[Records from a data collection]
:::::

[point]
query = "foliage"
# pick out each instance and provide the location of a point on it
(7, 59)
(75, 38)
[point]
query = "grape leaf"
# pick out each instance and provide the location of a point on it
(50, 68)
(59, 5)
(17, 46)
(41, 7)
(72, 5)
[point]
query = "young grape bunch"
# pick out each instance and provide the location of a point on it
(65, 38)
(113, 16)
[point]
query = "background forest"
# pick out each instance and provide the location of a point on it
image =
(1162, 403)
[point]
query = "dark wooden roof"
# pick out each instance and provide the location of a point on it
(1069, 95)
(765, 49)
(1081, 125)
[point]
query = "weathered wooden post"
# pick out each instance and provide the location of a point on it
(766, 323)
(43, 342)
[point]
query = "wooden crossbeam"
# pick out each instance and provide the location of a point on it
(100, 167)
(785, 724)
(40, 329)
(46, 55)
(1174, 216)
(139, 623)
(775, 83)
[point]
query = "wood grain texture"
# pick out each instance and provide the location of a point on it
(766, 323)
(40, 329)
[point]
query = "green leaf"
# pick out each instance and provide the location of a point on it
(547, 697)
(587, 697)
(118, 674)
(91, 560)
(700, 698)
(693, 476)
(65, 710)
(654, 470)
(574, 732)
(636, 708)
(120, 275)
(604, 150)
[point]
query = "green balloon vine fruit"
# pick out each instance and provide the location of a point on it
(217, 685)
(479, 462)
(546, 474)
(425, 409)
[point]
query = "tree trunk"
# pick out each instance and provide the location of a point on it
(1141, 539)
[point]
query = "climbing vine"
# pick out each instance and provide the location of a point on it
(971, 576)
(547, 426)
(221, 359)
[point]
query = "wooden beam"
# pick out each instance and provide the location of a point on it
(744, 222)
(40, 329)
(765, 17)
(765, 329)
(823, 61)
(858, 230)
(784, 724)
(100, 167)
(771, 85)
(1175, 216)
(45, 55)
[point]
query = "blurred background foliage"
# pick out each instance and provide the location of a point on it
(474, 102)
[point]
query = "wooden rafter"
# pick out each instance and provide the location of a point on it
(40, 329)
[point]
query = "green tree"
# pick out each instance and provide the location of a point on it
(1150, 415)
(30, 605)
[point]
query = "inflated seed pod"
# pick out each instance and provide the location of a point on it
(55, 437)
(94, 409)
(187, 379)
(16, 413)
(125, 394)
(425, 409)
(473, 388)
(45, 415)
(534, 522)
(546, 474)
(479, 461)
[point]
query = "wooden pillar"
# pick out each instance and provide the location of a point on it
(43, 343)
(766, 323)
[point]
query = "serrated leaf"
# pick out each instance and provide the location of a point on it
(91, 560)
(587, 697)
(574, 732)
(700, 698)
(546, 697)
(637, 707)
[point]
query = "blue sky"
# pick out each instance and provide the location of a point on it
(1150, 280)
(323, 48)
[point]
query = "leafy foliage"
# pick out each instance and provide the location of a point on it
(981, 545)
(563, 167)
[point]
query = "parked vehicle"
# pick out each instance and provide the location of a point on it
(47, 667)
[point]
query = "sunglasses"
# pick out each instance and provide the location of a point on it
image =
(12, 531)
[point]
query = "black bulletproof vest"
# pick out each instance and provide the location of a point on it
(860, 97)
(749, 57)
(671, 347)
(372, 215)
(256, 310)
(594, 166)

:::::

Exact output of every entry is required.

:: WRITTEN ANSWER ::
[point]
query = "foliage"
# pick out each instance and provide the location of a point on it
(7, 59)
(75, 38)
[point]
query = "grape leaf"
# pick out each instance and provide the location of a point on it
(50, 68)
(59, 5)
(17, 46)
(41, 7)
(72, 5)
[point]
query = "young grape bunch"
# pick out each instance and provide the location of a point on it
(65, 38)
(113, 16)
[point]
query = "background forest"
# pick out each instance and provide the location of a point on it
image =
(1162, 403)
[point]
query = "dark wooden roof"
# pick out each instance and provide the location of a point on it
(1069, 95)
(765, 49)
(1081, 125)
[point]
query = "weathered wooden post"
# pick out each instance and provide the location of a point on it
(766, 323)
(43, 342)
[point]
query = "wooden crossbeam"
# pick out each instance and provide the location of a point on it
(100, 167)
(785, 724)
(40, 329)
(46, 55)
(1174, 216)
(139, 623)
(775, 83)
[point]
query = "wood grain texture"
# pick out each instance and provide the location of a point on it
(766, 323)
(40, 329)
[point]
query = "green leaf"
# pick out each instance and provide the location of a point on it
(547, 697)
(587, 697)
(118, 674)
(91, 560)
(700, 698)
(693, 476)
(65, 710)
(654, 470)
(574, 732)
(636, 708)
(120, 275)
(604, 150)
[point]
query = "green balloon vine fruit"
# pick out each instance and provide the location of a point on it
(217, 685)
(479, 462)
(546, 474)
(425, 409)
[point]
query = "tree trunk"
# pick out each instance and provide the location of a point on it
(1141, 539)
[point]
query = "climbing vine"
# pick out each instance and provide the location of a point on it
(971, 576)
(547, 426)
(221, 359)
[point]
query = "wooden beam"
# pick out each instance and provide the location of a point on it
(744, 222)
(40, 329)
(765, 17)
(765, 329)
(823, 61)
(858, 230)
(784, 724)
(100, 167)
(771, 85)
(1175, 216)
(45, 55)
[point]
query = "blurred background foliage"
# pick out each instance and provide the location of a point on it
(474, 102)
[point]
query = "wooden rafter"
# pick out each instance and provide the location of a point on it
(40, 329)
[point]
query = "green tree"
# pick out each instance and provide the location of a point on it
(1150, 415)
(30, 605)
[point]
query = "inflated seed pod"
# pick out each instance and provide the location of a point on it
(55, 437)
(94, 409)
(187, 379)
(16, 413)
(125, 394)
(425, 409)
(473, 388)
(45, 415)
(534, 522)
(546, 474)
(479, 461)
[point]
query = "wooden pillar"
# pick out each instance and provide the location of a point on it
(43, 343)
(766, 323)
[point]
query = "serrated leaf"
# pick out each instance and provide the location of a point on it
(91, 560)
(587, 697)
(574, 732)
(700, 698)
(546, 697)
(637, 707)
[point]
query = "blue sky"
# pick out each instance and provide the location of a point on it
(1150, 280)
(323, 48)
[point]
query = "leafy foliage"
# pick out each instance and provide the location of a point on it
(981, 545)
(563, 167)
[point]
query = "parked vehicle"
# pick out each instance and provide the location of a point on it
(47, 667)
[point]
query = "sunglasses"
# pick out each instance and provide the location of a point on it
image =
(12, 531)
[point]
query = "black bulletproof vest"
# pick out each instance and provide the location of a point on it
(860, 97)
(749, 57)
(671, 347)
(372, 215)
(256, 310)
(594, 166)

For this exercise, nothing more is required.